Humans have been trying to build solar cells since the late 19th century, but despite over 100 years of work we still don't get very much energy out of them. Our efforts are put to shame by the oriental hornet, which had solar cells long before Homo sapiens first walked the earth.
That may seem an inconsequential lifestyle detail, but the late Jacob Ishay of Tel Aviv University in Israel and his colleagues have shown that it is a clue to something more significant: oriental hornets have solar cells built into their skin.
Marian Plotkin of Tel Aviv University and colleagues used advanced microscopes to examine a hornet's exoskeleton, or cuticle. Most of the cuticle is brown, but a few sections are yellow. These colours mark the hornet as a venomous insect, and therefore best avoided by potential predators, but the pigments are also involved in mopping up solar energy.
Both the brown and yellow cuticles are made up of many layers laid on top of each other, around 30 in the brown and 15 in the yellow. The brown areas contain melanin, a pigment also found in human skin, while the yellow areas contain xanthopterin.

═══

:: Your assignment ::
Can you carry on the article about the oriental hornet's solar-harvesting cuticle, starting after its last sentence?

═══

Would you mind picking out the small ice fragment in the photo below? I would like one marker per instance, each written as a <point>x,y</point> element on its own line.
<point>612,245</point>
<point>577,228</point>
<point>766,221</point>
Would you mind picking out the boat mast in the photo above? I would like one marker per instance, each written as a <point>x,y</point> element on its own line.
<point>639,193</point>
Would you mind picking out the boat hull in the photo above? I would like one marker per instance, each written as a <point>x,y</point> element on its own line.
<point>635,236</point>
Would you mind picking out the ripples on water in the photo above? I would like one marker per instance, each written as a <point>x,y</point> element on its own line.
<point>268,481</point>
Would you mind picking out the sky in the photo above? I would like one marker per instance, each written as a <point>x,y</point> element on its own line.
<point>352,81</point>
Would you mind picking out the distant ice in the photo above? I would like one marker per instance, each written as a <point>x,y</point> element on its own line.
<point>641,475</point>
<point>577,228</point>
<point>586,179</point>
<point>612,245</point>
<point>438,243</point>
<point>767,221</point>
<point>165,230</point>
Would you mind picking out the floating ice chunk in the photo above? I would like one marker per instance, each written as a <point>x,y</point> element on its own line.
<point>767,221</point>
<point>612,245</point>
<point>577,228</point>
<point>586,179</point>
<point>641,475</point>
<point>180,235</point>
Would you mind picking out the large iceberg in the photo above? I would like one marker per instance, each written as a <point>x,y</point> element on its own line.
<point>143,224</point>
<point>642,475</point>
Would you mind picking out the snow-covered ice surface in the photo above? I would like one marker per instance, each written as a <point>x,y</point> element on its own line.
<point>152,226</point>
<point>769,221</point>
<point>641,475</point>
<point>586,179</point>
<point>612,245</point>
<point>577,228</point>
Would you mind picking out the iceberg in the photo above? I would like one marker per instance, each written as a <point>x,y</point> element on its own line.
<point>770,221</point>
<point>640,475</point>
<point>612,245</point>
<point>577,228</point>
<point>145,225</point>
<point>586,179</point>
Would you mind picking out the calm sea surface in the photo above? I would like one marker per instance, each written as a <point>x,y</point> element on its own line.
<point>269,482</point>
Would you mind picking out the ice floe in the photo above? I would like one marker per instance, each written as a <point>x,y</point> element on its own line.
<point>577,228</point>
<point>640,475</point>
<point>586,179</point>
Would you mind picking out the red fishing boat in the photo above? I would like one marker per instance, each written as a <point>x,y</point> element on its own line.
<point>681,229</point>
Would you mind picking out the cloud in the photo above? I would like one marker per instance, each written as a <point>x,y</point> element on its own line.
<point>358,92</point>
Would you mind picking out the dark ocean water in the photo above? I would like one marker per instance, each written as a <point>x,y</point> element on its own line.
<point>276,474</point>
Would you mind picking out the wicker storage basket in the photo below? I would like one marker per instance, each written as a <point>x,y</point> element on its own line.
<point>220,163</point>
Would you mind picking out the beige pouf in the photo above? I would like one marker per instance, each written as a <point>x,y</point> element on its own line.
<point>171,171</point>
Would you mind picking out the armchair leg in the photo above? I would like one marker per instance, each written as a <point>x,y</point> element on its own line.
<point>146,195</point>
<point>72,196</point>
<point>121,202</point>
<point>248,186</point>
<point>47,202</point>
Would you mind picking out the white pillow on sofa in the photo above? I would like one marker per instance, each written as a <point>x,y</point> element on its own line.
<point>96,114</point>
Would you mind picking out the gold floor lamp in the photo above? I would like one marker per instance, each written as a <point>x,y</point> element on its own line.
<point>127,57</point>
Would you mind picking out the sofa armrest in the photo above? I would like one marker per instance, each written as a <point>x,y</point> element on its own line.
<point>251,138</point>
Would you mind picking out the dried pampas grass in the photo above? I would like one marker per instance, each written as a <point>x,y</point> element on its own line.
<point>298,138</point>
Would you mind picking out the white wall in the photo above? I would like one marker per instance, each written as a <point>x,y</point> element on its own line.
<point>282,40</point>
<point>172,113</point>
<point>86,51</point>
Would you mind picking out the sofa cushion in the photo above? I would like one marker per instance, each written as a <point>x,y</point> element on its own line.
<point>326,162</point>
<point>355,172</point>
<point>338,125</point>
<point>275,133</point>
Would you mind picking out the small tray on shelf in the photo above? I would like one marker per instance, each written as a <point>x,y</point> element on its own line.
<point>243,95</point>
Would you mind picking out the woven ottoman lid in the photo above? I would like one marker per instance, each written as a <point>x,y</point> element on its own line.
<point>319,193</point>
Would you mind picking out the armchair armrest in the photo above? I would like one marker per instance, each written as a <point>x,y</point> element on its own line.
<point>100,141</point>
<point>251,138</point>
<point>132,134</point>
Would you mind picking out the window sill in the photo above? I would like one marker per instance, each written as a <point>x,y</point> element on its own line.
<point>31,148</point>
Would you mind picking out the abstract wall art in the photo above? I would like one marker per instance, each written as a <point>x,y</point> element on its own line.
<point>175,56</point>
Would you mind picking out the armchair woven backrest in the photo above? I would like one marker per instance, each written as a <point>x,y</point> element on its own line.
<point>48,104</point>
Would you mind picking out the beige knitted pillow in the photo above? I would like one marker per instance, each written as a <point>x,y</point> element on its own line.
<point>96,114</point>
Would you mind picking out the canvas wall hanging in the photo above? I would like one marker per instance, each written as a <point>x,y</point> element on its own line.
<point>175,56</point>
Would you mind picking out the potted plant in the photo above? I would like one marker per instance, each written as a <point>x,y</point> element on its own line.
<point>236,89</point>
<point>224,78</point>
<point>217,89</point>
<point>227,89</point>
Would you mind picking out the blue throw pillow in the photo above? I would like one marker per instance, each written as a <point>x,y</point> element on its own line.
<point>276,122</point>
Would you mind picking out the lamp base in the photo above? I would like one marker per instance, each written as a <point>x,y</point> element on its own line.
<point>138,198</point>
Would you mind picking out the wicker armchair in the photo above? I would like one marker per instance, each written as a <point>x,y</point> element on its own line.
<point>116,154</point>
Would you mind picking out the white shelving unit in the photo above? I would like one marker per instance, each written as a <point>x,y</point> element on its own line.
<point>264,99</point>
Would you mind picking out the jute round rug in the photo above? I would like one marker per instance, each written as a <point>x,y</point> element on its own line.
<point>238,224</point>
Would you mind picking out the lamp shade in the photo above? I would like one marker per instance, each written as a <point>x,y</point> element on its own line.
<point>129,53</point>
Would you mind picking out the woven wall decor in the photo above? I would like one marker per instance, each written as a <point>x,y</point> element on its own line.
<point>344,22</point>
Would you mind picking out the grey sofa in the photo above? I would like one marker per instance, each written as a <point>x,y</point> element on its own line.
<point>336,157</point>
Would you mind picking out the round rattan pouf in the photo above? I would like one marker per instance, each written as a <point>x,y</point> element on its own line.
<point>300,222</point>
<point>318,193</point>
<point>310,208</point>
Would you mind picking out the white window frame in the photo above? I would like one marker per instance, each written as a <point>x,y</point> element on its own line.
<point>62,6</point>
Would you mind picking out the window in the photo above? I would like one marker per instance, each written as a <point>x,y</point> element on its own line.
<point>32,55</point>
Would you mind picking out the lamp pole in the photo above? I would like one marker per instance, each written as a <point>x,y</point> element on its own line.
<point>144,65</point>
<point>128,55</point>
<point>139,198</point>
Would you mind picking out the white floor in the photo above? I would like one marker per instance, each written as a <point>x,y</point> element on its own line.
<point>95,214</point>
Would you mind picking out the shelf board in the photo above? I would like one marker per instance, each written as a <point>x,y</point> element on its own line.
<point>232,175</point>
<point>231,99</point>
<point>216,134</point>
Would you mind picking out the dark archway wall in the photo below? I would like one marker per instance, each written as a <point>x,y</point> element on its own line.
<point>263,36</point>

═══

:: Expected answer ::
Plotkin found that the brown cuticle is covered with grooves, while the yellow cuticle is covered with oval-shaped lumps. Both absorbed 99 per cent of the visible light falling on them.
What's more, the grooves on the brown cuticle are fairly regularly spaced, Plotkin found. As a result, the cuticle surface mimics a series of slits, which act as a diffraction grating, trapping yet more light inside the cuticle layers.
The team also built a solar cell that successfully used xanthopterin to harvest light.
One possibility is that it might harness the electricity to power enzymes in the yellow cuticle. Last year Ishay and Plotkin showed that enzymes in these regions perform metabolic functions similar to those of livers in mammals, and that they are more active when the insects were exposed to ultraviolet light.